Direction —
In the data below, rewrite only the lines from the line with "Basketball play breakdown — mark the fence" up to and including the line with "left=589, top=557, right=602, bottom=661". Replace "fence post" with "fence upright" and leave everything else unchanged.
━━ Information shown ━━
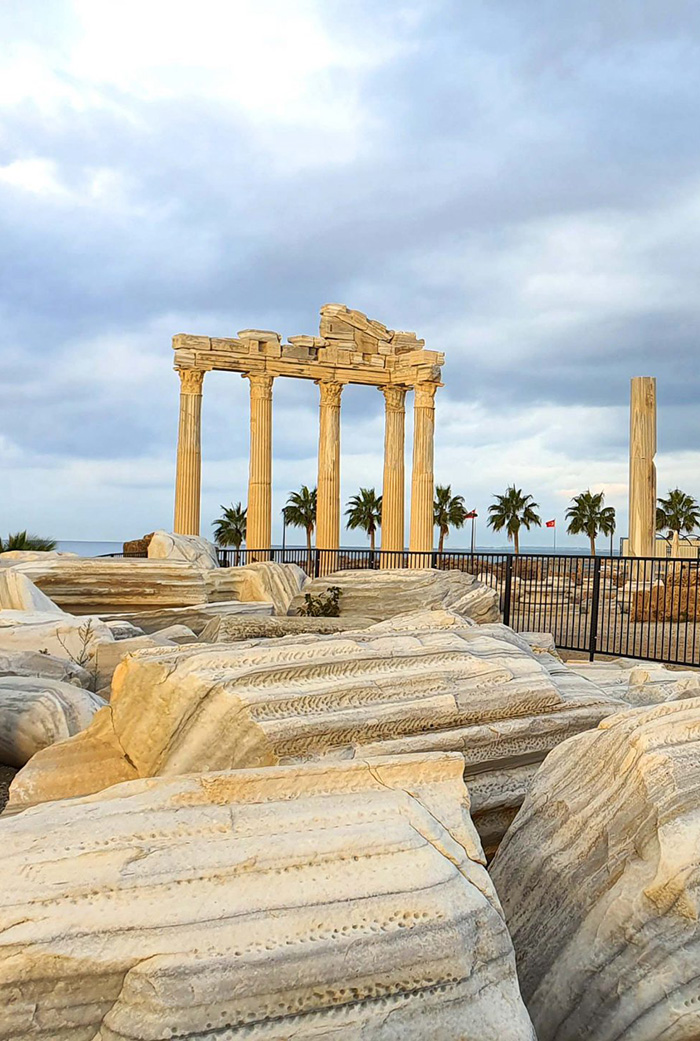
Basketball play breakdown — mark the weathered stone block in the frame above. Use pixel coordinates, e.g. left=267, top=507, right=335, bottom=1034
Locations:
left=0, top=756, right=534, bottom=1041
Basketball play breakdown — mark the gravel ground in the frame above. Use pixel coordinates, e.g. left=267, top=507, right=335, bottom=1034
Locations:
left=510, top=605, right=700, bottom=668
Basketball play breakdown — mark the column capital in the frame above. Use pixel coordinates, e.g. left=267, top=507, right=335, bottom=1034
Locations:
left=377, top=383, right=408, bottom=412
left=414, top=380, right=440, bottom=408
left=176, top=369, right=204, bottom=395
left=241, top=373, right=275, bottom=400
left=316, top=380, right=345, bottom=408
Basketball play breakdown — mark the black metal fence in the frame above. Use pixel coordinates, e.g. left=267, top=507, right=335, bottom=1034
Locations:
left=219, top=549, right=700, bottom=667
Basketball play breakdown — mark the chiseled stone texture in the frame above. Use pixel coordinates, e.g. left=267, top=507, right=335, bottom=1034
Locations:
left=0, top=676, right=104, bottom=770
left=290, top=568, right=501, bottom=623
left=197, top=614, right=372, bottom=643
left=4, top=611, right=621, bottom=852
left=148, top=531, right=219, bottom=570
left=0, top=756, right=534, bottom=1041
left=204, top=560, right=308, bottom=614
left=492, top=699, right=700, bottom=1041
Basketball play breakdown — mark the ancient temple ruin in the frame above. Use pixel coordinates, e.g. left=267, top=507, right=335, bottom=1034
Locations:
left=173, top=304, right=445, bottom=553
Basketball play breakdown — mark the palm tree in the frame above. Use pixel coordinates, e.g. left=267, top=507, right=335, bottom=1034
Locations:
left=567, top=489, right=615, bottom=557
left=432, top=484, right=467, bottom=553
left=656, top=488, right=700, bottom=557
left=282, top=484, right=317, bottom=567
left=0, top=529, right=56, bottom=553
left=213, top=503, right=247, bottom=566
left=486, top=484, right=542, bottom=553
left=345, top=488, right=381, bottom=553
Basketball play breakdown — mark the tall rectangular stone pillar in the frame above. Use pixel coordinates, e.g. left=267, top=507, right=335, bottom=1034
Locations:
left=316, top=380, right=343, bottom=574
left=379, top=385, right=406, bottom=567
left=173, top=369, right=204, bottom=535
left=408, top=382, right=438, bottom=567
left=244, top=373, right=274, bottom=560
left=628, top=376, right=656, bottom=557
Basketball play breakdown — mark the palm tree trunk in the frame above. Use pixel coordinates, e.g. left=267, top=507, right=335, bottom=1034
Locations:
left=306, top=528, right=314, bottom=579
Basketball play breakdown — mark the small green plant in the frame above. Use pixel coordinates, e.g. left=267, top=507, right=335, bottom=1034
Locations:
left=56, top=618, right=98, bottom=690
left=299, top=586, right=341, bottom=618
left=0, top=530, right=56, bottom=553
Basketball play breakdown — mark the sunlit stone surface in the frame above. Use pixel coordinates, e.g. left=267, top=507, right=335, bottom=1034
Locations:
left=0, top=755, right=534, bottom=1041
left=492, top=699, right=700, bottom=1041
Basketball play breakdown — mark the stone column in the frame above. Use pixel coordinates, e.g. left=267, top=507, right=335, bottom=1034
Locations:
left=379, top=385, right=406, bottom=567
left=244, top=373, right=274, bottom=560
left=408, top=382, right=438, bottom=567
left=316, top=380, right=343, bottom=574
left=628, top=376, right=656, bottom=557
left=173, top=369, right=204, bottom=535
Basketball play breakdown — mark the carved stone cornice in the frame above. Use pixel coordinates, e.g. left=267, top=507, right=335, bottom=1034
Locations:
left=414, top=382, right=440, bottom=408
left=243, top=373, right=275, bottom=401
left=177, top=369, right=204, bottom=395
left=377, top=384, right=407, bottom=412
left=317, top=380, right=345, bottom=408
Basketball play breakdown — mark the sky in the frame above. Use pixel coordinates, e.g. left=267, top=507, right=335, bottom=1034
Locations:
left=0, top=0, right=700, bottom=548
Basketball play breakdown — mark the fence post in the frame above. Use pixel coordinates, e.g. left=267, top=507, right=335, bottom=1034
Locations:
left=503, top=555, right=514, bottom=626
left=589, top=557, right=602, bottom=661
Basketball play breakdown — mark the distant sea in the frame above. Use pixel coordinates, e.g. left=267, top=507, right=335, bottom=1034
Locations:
━━━
━━ Information shown ━━
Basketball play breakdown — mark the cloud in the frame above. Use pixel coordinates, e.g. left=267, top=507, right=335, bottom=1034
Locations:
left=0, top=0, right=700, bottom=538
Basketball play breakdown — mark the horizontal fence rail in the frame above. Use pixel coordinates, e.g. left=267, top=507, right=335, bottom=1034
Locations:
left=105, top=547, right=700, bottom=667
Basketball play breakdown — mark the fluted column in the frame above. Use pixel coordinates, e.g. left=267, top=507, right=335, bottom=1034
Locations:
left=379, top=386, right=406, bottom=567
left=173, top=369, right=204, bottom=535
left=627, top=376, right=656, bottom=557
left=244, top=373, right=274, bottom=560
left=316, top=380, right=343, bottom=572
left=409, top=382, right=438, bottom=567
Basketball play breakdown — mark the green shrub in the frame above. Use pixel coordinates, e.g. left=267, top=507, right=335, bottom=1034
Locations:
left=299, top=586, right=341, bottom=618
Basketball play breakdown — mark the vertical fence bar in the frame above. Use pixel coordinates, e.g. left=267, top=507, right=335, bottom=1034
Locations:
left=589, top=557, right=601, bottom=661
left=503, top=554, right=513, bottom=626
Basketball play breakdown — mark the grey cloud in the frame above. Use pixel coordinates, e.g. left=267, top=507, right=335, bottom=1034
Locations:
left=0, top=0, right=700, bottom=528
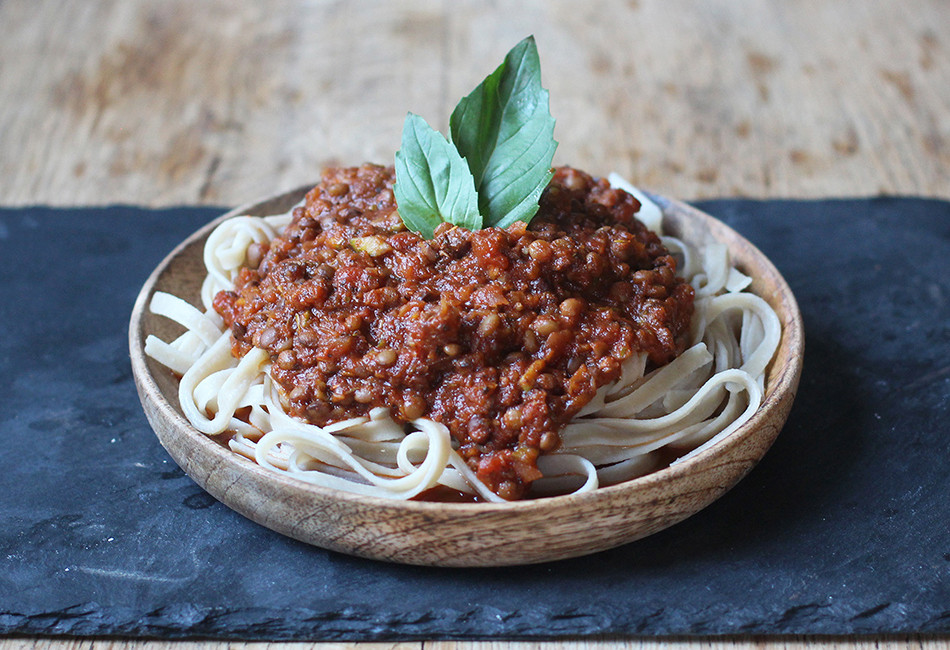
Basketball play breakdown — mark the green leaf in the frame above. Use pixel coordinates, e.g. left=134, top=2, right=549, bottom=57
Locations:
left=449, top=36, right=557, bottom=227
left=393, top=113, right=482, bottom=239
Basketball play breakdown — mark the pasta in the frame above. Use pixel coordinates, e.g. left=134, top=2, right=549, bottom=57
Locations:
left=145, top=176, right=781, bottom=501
━━━
━━ Information shown ━━
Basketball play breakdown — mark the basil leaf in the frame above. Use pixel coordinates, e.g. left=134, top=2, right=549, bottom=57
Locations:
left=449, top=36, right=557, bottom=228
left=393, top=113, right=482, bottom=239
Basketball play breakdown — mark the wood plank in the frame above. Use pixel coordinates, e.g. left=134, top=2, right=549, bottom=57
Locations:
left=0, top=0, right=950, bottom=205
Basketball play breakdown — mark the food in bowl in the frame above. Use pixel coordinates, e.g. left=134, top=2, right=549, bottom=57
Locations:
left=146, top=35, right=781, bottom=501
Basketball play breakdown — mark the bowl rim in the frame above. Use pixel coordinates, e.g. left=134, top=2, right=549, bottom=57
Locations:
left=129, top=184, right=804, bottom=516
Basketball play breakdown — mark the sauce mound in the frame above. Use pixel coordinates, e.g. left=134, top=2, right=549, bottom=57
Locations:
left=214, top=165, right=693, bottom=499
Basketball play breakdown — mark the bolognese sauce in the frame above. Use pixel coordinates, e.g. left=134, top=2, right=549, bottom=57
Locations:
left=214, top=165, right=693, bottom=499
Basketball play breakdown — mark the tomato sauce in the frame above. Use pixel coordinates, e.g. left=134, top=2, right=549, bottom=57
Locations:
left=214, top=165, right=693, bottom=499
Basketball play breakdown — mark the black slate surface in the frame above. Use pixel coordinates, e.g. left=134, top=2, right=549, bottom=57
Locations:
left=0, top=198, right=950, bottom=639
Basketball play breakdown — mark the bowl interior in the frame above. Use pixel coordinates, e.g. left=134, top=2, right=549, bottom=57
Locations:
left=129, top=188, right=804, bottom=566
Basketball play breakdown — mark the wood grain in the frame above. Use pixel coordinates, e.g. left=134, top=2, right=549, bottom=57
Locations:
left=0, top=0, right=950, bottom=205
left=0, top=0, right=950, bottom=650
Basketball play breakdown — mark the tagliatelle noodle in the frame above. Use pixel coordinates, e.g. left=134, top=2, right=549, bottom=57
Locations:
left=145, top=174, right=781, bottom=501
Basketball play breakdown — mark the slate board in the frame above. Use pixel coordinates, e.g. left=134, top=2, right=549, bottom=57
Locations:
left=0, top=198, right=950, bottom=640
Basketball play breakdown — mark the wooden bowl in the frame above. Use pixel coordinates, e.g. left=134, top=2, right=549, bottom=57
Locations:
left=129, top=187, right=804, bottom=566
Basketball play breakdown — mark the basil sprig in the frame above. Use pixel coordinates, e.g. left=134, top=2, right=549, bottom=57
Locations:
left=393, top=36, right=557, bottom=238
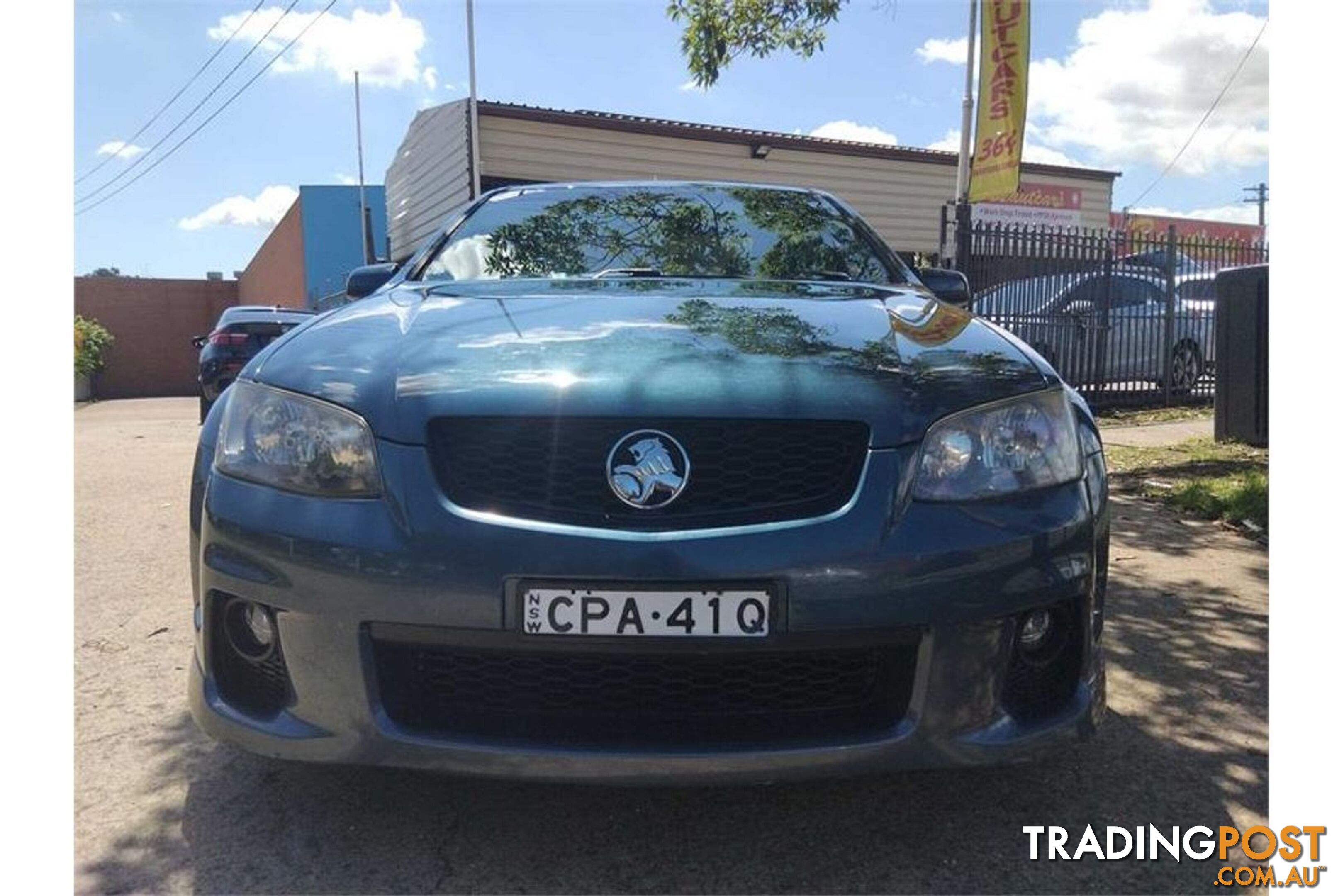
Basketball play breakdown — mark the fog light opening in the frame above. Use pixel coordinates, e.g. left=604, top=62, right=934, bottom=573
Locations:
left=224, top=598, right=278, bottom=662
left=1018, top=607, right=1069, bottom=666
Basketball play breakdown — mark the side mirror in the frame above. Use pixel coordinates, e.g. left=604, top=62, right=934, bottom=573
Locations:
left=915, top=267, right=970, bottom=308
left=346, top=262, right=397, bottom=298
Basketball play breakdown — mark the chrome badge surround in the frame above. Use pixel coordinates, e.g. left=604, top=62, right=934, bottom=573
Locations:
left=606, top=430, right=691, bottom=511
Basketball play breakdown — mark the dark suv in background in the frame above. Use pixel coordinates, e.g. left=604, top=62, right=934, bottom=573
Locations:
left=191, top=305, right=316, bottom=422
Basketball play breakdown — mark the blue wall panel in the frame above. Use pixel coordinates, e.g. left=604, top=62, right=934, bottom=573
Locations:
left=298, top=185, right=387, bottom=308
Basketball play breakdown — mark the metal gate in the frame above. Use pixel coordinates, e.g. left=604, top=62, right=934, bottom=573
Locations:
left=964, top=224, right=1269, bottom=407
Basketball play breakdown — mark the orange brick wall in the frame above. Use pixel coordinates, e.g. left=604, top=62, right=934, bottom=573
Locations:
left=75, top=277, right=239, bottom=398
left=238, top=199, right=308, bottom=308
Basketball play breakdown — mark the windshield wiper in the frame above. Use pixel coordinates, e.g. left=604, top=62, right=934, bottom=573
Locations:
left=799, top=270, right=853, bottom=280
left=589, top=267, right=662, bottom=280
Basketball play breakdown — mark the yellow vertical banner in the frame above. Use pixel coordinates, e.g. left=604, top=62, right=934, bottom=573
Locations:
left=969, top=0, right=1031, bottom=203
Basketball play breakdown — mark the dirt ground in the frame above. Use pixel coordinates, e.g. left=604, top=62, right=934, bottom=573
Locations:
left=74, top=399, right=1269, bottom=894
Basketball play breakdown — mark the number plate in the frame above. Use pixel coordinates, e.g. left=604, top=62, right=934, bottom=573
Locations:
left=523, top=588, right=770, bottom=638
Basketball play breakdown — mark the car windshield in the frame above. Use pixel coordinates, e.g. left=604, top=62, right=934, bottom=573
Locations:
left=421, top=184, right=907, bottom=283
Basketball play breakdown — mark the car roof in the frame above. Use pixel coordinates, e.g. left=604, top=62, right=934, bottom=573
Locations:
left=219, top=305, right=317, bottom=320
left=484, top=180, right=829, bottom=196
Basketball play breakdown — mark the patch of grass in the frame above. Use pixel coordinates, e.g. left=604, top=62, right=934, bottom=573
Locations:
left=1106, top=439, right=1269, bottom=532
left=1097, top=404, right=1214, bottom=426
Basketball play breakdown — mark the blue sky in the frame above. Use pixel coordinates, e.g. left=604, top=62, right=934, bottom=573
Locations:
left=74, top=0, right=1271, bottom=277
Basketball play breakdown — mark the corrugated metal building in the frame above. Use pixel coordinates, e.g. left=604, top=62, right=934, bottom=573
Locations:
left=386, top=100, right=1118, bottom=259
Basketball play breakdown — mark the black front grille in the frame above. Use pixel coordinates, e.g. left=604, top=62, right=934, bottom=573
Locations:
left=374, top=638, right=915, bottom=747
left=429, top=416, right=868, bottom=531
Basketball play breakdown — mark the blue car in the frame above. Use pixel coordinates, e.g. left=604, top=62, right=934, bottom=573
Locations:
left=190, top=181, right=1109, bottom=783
━━━
Output for this task —
Basketball play breakdown — mark the fence upright in the frame above. Use pixel coordinates, e.g. left=267, top=507, right=335, bottom=1034
Locations:
left=503, top=555, right=514, bottom=626
left=589, top=557, right=602, bottom=661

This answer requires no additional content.